#### Gösterilen metin
##########

PARMAK

Bir uzunluk ölçüsü birimi.

İlkel antropometrik ölçü sisteminde insan parmağı esas alınarak belirlenen uzunluk ölçüsü birimidir. Parmağa Kıbtîce’de ecba‘, İbrânîce’de esba‘, Arapça’da ısba‘, Pehlevîce’de engüst, Farsça’da engüşt / engül, Sanskritçe’de engül, Grekçe’de daktilos, Latince’de digitus, İngilizce’de finger (digit: işaret parmağının genişliği = ¾ inch), Fransızca’da doigt (pouce: baş parmak) denir. 994 (1586) yılına kadar Türkçe’de baş parmağın ucundan ilk eklemine kadar olan uzunluğa (SA, IV, 1594) -mimar arşınının yirmi dörtte birine eşitti- boğum adı verilirdi. Yan yatırılmış işaret parmağının tırnak kökü hizasındaki kısmının kalınlığına ise parmak denirdi ve arşının altmışta birini ifade ederdi. Buna göre boğum her biri on iki iplikten (Ar. hat) ibaret 2,5 parmağa denk sayılırdı. Bu tarihten sonra arşının yirmi dörtte birine parmak denilmiştir (Gökyay, İsmail Hakkı Uzunçarşılı’ya Armağan, s. 179; Pakalın, II, 4, 754; SA, IV, 1594). Arapça’da bu birimle orta parmağın orta boğumunun genişliği kastedilir (Şeyhürrabve ed-Dımaşkī, s. 13). İngilizce’de baş parmağın tırnak dibi hizasındaki kısmının genişliğini ifade etmek üzere inch sözcüğü kullanılır ki başağın ortasında yetişen arpalardan uç uca eklenmiş üçünün boyu uzunluğundadır. Elin baş parmak dışındaki dört parmağının genişliğine ise kabza (tutam) adı verilmiştir.

Ölçüler gelişip sistemleştikçe insan organlarından bağımsızlaşmış ve parmak da diğerleri gibi nisbeten standart bir uzunluk biriminin adı olmuştur. Birinin karnı diğerinin sırtına gelecek biçimde yan yana dizilmiş orta büyüklükte 6 (veya 7) arpa tanesi bir parmak sayılmıştır (Evliyâ Çelebi, Mekke arşınının parmağını 5 arpa olarak kaydeder, Seyahatnâme, IV, 536). Arpa da standartlaştırılarak yan yana birleştirilmiş 6 (veya 7) katır kuyruğu kılına eşitlenmiştir (İbnü’r-Rif‘a, s. 78-79). Ölçü birimi olarak parmağa ve kabzaya bağlanan bir fıkhî hüküm yoktur.

##########

#### Görev listesi
**A)** Parmak ölçü birimini anlatan metinden, "Ölçüler gelişip sistemleştikçe" sözlerinin bulunduğu yerle başlayıp "fıkhî hüküm yoktur." ile biten kısmı olduğu gibi yazıya geçir.
**B)** Parmak ölçü birimini anlatan metne göre Evliyâ Çelebi, Mekke arşınının parmağını kaç arpa olarak kaydeder?

##########

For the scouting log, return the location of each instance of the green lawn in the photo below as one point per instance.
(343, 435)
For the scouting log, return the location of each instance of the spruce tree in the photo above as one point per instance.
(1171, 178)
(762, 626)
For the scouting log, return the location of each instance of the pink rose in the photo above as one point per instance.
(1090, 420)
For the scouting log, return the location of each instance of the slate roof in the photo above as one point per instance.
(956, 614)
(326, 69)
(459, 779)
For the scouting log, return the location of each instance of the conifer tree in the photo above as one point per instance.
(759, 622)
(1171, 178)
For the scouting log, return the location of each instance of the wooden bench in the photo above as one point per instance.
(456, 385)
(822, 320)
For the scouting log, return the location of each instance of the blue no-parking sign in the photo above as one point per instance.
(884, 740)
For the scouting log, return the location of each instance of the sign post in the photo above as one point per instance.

##########

#### Cevap listesi
**A)**
Ölçüler gelişip sistemleştikçe insan organlarından bağımsızlaşmış ve parmak da diğerleri gibi nisbeten standart bir uzunluk biriminin adı olmuştur. Birinin karnı diğerinin sırtına gelecek biçimde yan yana dizilmiş orta büyüklükte 6 (veya 7) arpa tanesi bir parmak sayılmıştır (Evliyâ Çelebi, Mekke arşınının parmağını 5 arpa olarak kaydeder, Seyahatnâme, IV, 536). Arpa da standartlaştırılarak yan yana birleştirilmiş 6 (veya 7) katır kuyruğu kılına eşitlenmiştir (İbnü’r-Rif‘a, s. 78-79). Ölçü birimi olarak parmağa ve kabzaya bağlanan bir fıkhî hüküm yoktur.

**B)** 5 arpa olarak kaydeder.